◆ **Source excerpt**:
※ ※ ※
You might want access to a data dictionary like dd if you wanted to quickly identify all of the variables in a data extract that contain a search term like “abort”.

dd %>% 
  filter(var_label %>% str_detect("abort")) %>% 
  pull(var_name)
 [1] "PREGENDEV"        "ABORWHERE"        "ABOREV"           "ABORMON"         
 [5] "ABORYR"           "ABOROTHER"        "ABORNUM"          "ABOR1STYR"       
 [9] "ABORMULT"         "ABORONLYMETH"     "ABORFIRSTMETH"    "ABORLASTMETH"    
[13] "ABORCARE"         "ABORFIRSTMEDLOC"  "ABORLASTMEDLOC"   "ABORFIRSTSURGLOC"
[17] "ABORLASTSURGLOC"  "ABORYPARENTS"     "ABORDISCFRND1"    "ABORDISCFRND2"   
[21] "ABORDISCFRND3"    "ABORDISCNONE"    

You can also search the detailed variable description for each variable the same way:

dd %>% 
  filter(var_desc %>% str_detect("abort")) %>% 
  pull(var_name)
 [1] "PREGENDEV"        "PREGEND"          "PREGENDYR"        "PREGENDMO"       
 [5] "ABORWHERE"        "ABOREV"           "ABORMON"          "ABORYR"          
 [9] "ABORINSCHOOL"     "ABOROTHER"        "ABORNUM"          "ABOR1STYR"
※ ※ ※
◆ **Provided data**:
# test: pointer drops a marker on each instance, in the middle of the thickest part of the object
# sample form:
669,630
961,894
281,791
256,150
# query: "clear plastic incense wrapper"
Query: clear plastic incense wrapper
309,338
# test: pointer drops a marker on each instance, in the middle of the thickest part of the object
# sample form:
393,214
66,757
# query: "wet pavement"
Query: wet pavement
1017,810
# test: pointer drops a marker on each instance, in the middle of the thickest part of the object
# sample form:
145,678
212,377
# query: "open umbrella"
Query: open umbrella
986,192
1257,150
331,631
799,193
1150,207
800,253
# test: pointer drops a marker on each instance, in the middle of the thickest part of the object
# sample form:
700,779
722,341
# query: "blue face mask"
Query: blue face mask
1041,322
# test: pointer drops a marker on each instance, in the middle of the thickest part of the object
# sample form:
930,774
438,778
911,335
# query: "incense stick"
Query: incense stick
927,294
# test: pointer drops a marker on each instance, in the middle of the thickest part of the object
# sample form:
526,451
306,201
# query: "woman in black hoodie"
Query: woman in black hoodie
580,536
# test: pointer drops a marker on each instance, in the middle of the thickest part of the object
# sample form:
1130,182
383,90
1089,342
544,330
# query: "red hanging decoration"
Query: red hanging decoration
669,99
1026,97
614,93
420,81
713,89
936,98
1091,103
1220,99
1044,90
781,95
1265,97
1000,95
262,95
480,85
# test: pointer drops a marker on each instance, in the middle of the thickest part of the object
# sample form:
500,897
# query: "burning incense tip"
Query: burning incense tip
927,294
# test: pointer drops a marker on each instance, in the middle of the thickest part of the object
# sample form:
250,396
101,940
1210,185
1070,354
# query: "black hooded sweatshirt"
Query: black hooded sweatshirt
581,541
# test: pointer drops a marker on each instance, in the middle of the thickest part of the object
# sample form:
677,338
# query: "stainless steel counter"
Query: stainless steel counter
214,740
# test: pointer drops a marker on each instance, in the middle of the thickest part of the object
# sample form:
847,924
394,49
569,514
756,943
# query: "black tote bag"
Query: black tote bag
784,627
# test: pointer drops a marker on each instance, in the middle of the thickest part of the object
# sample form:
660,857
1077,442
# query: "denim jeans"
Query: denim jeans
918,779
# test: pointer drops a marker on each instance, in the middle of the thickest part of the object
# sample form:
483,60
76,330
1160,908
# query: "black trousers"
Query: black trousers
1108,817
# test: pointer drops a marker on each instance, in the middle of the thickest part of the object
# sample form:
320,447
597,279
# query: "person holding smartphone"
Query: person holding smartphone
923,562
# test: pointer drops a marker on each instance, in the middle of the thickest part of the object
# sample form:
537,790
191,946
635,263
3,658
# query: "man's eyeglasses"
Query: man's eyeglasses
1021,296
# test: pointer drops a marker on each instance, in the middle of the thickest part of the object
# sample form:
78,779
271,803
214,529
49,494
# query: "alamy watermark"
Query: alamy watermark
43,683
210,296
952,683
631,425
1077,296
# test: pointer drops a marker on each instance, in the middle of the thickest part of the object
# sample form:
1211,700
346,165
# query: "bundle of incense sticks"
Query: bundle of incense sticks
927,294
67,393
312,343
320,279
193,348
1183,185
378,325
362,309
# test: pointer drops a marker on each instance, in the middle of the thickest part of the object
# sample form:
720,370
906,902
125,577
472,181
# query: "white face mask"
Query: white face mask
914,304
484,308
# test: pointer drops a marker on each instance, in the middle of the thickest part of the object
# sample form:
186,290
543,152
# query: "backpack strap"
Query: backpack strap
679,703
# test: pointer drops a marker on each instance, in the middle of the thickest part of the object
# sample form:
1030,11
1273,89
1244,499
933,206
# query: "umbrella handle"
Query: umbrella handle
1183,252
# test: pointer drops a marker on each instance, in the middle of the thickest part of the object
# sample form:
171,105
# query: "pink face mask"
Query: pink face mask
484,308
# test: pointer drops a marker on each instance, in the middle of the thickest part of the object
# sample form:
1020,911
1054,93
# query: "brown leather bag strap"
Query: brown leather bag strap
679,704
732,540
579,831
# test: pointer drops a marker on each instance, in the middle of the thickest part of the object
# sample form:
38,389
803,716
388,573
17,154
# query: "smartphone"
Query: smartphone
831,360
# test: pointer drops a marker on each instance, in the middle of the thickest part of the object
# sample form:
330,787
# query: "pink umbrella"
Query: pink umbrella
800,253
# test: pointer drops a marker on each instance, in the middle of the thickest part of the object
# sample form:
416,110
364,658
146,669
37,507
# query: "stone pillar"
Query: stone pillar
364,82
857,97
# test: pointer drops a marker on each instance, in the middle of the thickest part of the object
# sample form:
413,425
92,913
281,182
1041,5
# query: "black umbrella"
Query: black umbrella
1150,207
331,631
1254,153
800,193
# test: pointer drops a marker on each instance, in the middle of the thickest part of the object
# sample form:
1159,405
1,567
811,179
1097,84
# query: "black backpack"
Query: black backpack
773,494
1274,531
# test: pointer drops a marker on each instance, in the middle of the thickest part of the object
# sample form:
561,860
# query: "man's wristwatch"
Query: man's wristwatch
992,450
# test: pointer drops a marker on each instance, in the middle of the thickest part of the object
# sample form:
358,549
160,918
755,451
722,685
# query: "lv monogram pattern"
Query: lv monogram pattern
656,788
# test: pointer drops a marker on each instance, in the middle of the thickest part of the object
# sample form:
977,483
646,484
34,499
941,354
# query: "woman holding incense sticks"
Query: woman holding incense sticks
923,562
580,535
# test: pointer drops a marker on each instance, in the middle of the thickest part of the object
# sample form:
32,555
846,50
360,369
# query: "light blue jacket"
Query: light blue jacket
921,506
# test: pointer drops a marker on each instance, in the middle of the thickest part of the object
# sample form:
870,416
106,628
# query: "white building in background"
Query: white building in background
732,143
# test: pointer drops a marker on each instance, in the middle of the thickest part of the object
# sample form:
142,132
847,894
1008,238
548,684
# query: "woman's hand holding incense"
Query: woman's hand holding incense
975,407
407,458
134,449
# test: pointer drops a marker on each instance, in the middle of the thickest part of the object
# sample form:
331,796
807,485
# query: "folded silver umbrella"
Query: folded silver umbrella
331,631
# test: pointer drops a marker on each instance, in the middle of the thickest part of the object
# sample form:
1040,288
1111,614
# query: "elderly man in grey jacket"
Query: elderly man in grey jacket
※ ※ ※
◆ **Problem requirements**: Decide whether each statement agrees with the data dictionary excerpt. For each, answer yes or no and quote the deciding words from the excerpt. 1. The search term used as the example is "pregnancy". 2. The detailed variable description can be searched in the same way as the variable labels. 3. The label search filters on the var_label column.

◆ **Finished task**:
1. No: "a search term like “abort”"
2. Yes: "You can also search the detailed variable description for each variable the same way"
3. Yes: "filter(var_label %>% str_detect("abort"))"